Task statement:
Rewrite the records as a JSON list of strings with one string per line, leaving out blank lines. Cover only the part from the line containing "Mark the blurred" through the end of the records.

— START Records to use —

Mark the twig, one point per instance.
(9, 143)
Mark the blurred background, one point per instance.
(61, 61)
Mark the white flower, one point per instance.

— END Records to use —

Response for this exercise:
[
  "Mark the blurred background, one point per instance.",
  "(61, 61)",
  "Mark the white flower, one point per instance."
]